* TASK DESCRIPTION
Display every line of the listing below that contains the word "instance".

────────────────

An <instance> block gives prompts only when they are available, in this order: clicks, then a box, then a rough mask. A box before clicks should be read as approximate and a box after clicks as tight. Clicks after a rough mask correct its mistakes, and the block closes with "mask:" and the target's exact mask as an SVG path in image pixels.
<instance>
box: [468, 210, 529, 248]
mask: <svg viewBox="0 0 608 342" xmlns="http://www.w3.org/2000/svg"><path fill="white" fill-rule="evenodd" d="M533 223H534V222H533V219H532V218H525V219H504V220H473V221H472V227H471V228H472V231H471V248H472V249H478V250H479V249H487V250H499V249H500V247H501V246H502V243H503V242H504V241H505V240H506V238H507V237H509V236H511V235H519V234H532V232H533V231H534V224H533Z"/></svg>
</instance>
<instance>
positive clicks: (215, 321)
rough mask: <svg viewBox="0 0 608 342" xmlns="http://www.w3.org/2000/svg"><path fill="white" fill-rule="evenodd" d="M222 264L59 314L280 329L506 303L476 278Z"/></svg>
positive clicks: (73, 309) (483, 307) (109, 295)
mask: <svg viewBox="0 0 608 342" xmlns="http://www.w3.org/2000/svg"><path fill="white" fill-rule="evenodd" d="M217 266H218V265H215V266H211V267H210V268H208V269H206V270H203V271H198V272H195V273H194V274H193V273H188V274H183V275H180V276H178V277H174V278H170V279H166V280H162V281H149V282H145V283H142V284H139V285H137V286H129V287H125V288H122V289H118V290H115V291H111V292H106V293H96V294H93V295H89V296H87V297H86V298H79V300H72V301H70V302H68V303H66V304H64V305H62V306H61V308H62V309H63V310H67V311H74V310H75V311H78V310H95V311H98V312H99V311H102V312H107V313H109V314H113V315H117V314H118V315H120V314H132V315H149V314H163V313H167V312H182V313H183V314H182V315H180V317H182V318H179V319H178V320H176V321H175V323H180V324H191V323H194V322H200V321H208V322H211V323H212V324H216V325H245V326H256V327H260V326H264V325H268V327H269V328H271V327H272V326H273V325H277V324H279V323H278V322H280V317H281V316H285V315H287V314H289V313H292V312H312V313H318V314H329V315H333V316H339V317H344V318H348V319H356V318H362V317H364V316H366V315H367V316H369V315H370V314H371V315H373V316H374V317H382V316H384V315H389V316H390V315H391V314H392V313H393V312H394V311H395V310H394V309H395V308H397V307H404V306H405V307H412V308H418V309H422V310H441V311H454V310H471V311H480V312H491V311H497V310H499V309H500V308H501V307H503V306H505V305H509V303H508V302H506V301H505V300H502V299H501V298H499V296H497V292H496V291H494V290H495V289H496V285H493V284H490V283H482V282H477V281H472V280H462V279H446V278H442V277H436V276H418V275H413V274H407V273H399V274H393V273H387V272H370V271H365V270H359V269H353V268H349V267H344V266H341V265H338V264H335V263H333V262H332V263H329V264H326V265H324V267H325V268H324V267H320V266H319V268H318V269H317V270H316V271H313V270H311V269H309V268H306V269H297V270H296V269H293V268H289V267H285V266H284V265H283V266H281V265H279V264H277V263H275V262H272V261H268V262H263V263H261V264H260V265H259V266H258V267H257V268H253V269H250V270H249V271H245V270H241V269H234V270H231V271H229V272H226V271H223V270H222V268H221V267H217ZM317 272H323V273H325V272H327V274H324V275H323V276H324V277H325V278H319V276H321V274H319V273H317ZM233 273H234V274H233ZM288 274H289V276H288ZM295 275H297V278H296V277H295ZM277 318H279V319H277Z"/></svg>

────────────────

* TASK RESULT
An <instance> block gives prompts only when they are available, in this order: clicks, then a box, then a rough mask. A box before clicks should be read as approximate and a box after clicks as tight. Clicks after a rough mask correct its mistakes, and the block closes with "mask:" and the target's exact mask as an SVG path in image pixels.
<instance>
</instance>
<instance>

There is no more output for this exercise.